§ **GOAL OF THE EXERCISE**: Put the records in the stretch from the line containing "target: cream pom-pom flower" through the line containing "56 147 L 56", both ends included, into a two-column CSV with columns "request" and "answer" and one row per request. Quote each field and turn any line breaks inside it into spaces.

%%

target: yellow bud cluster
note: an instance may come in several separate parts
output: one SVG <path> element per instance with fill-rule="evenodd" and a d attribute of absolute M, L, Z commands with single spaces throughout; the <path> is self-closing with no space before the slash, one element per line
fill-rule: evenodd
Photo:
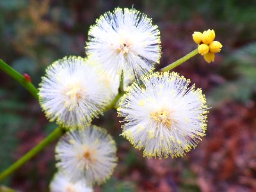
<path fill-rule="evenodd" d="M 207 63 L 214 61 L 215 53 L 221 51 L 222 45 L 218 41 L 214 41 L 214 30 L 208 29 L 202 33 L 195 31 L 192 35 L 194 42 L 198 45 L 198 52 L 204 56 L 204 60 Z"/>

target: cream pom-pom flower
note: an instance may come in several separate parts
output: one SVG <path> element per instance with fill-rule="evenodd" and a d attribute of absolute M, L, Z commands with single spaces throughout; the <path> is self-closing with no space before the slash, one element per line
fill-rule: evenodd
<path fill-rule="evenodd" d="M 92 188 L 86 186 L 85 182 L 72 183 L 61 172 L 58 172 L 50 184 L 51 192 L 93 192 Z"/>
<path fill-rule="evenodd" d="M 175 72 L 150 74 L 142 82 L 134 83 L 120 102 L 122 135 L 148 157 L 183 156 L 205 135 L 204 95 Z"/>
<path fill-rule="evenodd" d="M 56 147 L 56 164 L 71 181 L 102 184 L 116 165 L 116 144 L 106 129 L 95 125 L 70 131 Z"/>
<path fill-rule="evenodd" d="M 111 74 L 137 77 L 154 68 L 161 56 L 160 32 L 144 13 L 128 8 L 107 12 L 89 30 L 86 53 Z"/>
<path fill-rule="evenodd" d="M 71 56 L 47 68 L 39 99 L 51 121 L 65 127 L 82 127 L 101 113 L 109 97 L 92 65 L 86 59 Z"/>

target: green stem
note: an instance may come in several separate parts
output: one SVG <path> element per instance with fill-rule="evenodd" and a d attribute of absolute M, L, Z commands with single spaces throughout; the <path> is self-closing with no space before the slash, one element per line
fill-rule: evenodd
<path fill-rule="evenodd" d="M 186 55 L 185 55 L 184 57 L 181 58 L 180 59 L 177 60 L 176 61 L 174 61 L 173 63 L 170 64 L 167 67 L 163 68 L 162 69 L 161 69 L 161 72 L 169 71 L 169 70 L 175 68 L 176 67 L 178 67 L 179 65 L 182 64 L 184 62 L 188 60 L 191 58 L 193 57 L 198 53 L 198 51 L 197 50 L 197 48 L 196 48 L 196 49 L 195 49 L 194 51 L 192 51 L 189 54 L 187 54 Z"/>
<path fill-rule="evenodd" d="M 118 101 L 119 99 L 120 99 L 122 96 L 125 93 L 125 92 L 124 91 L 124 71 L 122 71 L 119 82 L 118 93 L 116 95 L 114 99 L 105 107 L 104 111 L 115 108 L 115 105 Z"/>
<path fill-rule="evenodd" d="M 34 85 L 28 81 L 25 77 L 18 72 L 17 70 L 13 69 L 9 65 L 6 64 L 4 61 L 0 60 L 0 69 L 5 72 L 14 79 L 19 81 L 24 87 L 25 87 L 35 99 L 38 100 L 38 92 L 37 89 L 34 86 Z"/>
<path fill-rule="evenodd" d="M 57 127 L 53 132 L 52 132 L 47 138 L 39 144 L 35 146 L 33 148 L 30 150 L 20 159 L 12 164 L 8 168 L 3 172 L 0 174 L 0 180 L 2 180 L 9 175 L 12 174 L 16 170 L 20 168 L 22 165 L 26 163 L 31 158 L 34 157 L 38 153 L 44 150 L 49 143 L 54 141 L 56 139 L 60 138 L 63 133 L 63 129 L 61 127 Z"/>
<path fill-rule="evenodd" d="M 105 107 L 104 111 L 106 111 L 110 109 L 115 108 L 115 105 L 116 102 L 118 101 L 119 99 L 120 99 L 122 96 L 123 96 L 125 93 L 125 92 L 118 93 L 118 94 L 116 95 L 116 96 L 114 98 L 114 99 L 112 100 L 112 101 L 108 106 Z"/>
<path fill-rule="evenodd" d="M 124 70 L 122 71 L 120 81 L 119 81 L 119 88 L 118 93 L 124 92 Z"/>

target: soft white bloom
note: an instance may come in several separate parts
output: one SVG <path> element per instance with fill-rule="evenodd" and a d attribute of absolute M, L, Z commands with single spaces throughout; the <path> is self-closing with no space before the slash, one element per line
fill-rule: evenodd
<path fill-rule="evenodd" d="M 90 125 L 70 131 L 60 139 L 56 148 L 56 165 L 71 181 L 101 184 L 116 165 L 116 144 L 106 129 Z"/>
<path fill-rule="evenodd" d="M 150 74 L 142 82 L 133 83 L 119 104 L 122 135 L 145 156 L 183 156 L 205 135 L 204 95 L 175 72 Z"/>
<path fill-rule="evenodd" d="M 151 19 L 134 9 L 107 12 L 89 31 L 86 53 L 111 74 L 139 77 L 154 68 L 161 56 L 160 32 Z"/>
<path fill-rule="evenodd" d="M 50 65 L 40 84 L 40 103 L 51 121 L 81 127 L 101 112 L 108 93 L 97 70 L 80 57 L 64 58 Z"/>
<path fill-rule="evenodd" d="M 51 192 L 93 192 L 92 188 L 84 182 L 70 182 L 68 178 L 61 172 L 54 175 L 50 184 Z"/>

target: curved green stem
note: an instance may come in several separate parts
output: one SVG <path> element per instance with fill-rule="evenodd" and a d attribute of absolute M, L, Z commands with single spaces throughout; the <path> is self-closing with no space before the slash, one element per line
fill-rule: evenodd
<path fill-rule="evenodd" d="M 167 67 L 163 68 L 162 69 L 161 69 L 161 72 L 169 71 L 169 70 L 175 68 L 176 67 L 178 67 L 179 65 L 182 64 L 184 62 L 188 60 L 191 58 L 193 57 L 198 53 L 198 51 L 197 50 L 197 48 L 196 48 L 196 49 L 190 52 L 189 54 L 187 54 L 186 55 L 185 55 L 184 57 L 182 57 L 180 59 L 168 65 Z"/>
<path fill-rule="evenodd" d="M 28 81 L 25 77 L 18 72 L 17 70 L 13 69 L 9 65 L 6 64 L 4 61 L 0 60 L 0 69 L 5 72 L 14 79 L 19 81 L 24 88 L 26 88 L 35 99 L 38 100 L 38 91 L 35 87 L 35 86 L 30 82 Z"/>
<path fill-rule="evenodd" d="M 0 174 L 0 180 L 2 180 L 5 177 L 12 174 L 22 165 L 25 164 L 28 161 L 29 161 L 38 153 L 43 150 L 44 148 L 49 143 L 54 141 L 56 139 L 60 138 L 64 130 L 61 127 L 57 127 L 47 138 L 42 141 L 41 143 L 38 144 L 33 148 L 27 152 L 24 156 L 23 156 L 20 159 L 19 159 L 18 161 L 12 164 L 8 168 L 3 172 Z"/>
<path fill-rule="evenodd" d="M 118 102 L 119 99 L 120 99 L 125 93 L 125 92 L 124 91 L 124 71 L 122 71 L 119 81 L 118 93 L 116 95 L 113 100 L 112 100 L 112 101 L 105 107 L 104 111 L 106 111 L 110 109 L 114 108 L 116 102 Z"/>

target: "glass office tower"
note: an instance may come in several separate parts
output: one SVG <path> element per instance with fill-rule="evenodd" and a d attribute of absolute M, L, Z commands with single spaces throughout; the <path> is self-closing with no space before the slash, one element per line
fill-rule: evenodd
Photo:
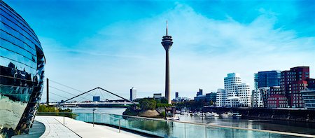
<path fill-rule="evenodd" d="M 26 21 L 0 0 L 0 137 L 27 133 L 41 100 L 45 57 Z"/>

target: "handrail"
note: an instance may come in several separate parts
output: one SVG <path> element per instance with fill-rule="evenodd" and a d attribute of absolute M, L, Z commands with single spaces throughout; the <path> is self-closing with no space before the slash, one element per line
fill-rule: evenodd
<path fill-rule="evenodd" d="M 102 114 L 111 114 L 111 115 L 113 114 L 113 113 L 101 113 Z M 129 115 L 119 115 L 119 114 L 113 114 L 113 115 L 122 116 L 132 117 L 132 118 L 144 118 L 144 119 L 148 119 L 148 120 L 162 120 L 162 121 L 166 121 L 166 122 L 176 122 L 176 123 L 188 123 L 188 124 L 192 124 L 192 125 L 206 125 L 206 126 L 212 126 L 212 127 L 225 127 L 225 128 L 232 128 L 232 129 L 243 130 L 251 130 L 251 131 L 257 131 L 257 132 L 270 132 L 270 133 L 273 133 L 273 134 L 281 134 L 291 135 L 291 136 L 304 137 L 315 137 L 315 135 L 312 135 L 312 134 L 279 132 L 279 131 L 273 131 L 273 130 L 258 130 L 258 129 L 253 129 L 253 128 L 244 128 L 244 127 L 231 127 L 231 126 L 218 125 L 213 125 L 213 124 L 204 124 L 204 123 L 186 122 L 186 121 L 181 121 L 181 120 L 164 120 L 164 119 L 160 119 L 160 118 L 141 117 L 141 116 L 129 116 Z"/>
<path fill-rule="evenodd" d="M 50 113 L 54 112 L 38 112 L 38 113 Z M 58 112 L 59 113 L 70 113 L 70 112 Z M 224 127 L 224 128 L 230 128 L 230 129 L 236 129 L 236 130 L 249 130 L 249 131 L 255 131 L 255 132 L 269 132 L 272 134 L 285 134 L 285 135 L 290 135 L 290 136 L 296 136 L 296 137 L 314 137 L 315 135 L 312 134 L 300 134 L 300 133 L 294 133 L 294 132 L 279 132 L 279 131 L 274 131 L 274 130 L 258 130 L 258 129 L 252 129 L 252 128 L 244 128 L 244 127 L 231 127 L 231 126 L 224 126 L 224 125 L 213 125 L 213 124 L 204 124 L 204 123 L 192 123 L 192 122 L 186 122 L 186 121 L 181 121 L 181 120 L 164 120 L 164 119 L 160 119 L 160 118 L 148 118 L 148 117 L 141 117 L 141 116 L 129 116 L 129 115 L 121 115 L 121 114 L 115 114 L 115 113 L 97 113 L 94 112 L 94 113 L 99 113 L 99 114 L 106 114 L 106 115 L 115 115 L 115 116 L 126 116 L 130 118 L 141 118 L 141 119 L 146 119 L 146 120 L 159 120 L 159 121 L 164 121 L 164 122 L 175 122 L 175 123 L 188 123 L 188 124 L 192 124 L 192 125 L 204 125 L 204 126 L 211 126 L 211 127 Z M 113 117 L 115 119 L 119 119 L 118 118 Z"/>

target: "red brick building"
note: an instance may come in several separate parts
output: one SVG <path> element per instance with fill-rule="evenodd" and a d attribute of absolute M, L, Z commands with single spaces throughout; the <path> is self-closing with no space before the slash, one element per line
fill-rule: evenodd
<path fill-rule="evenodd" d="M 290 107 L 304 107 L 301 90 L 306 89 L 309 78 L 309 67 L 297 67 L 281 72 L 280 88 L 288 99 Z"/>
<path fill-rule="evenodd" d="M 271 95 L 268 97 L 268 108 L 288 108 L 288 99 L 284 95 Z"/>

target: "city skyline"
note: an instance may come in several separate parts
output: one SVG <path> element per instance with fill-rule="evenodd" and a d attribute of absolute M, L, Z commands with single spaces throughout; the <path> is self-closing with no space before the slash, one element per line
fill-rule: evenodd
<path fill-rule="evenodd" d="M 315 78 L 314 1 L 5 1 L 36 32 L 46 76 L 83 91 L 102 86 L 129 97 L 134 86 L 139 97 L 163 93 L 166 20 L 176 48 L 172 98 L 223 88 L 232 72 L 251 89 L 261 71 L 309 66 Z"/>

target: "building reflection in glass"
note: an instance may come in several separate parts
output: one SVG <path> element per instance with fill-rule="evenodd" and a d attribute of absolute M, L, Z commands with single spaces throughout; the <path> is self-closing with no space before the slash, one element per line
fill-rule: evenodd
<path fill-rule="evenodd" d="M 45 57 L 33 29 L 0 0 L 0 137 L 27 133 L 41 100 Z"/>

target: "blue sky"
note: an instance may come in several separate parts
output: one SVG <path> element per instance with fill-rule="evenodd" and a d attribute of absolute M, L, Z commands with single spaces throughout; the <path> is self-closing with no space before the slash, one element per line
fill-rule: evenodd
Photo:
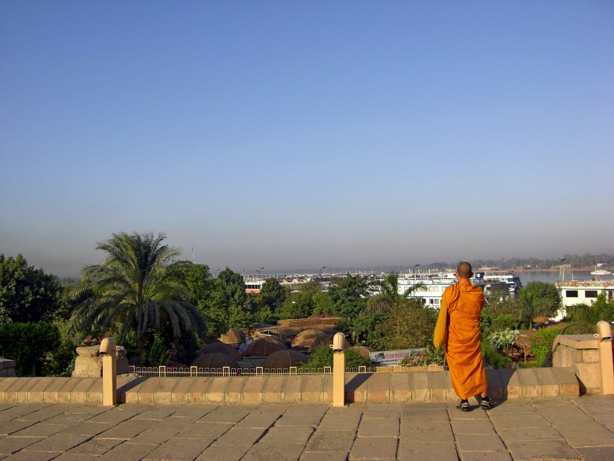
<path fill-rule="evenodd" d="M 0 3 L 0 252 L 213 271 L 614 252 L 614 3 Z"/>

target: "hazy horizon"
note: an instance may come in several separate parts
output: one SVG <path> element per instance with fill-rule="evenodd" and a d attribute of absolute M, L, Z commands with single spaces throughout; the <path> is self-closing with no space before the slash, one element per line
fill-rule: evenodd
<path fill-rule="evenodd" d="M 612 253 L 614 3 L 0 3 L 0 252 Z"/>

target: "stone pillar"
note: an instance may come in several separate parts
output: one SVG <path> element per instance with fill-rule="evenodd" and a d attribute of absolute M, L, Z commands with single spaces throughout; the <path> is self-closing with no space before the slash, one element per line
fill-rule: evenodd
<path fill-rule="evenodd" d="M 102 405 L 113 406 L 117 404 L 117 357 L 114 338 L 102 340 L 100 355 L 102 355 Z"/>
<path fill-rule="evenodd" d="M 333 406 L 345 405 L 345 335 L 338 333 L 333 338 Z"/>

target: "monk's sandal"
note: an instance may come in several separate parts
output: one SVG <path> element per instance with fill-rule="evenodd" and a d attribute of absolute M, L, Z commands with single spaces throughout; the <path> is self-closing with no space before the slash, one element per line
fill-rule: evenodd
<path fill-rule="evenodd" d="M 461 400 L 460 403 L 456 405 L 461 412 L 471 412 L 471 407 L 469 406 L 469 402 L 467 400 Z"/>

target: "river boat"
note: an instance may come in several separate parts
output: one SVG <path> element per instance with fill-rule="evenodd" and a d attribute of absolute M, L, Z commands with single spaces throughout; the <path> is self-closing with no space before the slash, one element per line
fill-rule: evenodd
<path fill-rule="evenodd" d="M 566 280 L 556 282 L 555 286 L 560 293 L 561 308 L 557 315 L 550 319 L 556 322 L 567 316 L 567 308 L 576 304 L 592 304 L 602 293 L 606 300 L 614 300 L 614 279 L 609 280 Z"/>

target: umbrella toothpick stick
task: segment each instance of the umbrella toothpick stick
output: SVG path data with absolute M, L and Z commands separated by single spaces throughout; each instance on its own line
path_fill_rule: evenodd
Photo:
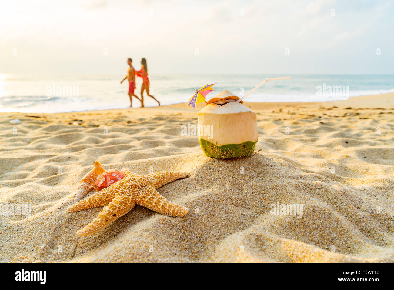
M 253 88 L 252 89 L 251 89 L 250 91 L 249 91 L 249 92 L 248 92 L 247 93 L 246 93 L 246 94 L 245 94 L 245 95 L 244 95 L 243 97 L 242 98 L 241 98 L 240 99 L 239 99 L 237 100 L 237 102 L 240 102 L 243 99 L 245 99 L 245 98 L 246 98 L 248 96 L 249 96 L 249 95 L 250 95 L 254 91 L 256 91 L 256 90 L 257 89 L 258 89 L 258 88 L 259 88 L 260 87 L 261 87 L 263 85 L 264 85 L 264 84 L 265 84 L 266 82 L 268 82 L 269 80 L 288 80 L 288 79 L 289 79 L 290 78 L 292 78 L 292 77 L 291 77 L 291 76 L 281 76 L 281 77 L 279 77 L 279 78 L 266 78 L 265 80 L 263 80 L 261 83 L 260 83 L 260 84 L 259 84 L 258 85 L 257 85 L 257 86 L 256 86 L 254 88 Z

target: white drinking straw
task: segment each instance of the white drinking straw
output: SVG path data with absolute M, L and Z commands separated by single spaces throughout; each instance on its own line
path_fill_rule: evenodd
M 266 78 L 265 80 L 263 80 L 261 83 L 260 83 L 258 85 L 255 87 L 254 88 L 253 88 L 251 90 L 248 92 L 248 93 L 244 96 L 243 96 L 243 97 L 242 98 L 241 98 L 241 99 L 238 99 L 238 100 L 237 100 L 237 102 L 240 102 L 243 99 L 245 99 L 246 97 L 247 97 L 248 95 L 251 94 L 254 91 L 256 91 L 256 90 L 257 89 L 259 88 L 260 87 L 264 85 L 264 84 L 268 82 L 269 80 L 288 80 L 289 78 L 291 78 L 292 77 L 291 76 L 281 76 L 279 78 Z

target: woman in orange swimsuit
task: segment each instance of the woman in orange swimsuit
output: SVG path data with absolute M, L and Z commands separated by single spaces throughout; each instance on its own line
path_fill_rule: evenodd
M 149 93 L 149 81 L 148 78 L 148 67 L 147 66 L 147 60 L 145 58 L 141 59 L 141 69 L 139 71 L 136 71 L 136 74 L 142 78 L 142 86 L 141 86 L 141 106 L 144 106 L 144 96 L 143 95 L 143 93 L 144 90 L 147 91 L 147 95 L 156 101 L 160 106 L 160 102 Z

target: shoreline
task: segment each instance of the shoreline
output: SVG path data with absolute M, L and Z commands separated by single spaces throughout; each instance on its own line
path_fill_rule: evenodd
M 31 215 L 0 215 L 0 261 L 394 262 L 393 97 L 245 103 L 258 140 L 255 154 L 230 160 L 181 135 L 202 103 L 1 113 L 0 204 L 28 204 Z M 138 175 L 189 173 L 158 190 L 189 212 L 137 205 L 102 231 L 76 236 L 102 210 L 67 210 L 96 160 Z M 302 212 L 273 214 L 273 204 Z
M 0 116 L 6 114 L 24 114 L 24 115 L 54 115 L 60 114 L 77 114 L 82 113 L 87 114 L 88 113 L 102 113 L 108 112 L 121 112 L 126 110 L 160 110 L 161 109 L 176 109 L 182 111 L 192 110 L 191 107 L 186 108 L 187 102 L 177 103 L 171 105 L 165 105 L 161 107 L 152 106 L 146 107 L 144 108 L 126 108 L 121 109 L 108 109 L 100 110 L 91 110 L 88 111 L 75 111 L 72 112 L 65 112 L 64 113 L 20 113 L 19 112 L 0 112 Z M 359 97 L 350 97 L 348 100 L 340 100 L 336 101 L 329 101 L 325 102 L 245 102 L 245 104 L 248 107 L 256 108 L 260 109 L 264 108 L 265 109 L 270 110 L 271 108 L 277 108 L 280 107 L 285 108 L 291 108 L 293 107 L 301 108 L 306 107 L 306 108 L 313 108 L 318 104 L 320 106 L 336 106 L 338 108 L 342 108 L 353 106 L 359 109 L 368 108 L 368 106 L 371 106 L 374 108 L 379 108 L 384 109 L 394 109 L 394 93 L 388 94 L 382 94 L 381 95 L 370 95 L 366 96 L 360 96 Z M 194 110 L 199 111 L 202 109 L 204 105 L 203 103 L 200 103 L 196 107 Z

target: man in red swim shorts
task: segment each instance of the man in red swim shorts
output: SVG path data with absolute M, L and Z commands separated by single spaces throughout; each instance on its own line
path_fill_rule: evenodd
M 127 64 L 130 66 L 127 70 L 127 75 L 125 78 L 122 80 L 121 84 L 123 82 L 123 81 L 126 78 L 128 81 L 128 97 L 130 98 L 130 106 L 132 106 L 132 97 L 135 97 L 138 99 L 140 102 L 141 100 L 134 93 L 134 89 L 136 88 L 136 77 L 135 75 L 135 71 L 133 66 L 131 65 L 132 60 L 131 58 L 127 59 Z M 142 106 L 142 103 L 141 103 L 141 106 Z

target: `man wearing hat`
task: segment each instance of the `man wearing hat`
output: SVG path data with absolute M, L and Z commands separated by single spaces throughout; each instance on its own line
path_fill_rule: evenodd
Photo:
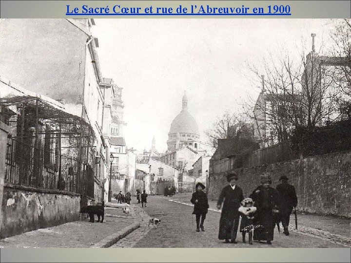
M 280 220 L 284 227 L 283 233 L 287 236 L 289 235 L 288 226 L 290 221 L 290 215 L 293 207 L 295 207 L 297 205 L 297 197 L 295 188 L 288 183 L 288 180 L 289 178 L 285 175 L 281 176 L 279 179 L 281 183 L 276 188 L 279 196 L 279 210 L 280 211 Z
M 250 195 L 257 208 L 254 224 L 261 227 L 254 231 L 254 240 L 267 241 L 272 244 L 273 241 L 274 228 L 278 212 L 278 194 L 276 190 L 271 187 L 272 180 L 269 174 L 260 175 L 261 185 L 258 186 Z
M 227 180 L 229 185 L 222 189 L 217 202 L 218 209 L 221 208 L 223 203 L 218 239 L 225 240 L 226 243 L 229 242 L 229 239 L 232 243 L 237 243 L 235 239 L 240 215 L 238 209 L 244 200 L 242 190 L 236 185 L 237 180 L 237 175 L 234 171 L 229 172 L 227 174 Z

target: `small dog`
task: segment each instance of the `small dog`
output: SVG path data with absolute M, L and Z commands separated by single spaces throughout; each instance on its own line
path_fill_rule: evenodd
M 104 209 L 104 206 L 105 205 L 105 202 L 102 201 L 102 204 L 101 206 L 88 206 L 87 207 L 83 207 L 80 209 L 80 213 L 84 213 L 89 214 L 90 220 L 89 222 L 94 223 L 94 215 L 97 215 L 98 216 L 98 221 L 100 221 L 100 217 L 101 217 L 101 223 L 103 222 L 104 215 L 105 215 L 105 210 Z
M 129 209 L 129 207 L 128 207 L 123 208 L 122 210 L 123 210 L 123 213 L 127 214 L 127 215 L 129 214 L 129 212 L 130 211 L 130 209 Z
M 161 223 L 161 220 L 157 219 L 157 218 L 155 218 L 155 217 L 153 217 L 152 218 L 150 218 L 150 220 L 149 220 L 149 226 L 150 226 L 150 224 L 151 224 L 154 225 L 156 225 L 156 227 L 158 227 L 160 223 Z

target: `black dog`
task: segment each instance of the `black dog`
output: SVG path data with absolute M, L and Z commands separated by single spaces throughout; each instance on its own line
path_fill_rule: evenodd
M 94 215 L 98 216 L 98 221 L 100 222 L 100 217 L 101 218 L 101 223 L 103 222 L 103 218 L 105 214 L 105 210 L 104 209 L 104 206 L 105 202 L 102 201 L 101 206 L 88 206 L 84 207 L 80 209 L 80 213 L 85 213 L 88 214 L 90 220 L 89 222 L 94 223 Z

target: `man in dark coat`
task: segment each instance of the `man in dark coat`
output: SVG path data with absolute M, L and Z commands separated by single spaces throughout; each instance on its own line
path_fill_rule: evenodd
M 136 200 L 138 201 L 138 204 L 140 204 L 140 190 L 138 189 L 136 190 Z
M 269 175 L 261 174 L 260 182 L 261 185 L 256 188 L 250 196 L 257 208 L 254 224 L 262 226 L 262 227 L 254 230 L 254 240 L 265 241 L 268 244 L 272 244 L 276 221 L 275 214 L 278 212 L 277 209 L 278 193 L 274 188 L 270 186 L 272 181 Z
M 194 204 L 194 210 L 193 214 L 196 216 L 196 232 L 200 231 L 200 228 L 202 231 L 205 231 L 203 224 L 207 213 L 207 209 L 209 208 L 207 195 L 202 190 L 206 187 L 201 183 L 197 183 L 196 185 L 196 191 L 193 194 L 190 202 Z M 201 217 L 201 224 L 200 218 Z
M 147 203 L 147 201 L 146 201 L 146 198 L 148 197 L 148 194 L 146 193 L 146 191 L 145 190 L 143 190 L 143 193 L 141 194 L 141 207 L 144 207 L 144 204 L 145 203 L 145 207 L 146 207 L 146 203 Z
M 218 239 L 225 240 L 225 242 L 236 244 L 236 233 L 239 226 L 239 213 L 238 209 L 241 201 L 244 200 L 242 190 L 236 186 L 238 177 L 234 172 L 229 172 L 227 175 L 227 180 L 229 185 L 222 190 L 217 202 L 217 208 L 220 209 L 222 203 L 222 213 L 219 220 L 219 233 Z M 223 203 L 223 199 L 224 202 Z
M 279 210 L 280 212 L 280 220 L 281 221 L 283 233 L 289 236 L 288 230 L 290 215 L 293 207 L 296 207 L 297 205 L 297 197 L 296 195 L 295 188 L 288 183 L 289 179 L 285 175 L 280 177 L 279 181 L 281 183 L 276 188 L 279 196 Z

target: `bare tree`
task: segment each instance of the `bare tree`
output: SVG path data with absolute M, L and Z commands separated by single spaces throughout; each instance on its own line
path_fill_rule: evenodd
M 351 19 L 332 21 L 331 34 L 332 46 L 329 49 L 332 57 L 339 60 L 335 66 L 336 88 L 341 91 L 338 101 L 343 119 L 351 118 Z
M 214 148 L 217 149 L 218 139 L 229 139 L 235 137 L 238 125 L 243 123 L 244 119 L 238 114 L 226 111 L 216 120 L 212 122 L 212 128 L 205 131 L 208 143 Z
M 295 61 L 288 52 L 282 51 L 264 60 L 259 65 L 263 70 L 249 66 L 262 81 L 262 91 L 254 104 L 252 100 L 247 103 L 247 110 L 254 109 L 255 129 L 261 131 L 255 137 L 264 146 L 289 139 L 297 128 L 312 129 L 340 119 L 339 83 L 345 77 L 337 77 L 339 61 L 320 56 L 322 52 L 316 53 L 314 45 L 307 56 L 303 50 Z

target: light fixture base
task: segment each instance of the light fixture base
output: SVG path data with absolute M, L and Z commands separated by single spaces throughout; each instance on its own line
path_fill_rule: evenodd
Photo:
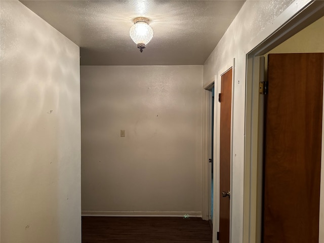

%%

§ **EXERCISE OUTPUT**:
request,answer
"target: cream pom-pom flower note: an instance may come in several separate parts output: one SVG <path> element per instance with fill-rule=""evenodd"" and a d attribute of absolute M, L, Z commands with single spaces throughout; the <path> is self-closing with no space before the slash, one element per line fill-rule: evenodd","<path fill-rule=""evenodd"" d=""M 92 188 L 86 186 L 85 182 L 72 183 L 61 172 L 58 172 L 50 184 L 51 192 L 93 192 Z""/> <path fill-rule=""evenodd"" d=""M 175 72 L 150 74 L 142 82 L 134 83 L 120 102 L 122 135 L 148 157 L 183 156 L 205 135 L 204 95 Z""/> <path fill-rule=""evenodd"" d=""M 56 147 L 56 164 L 71 181 L 102 184 L 116 165 L 116 144 L 106 129 L 95 125 L 70 131 Z""/>"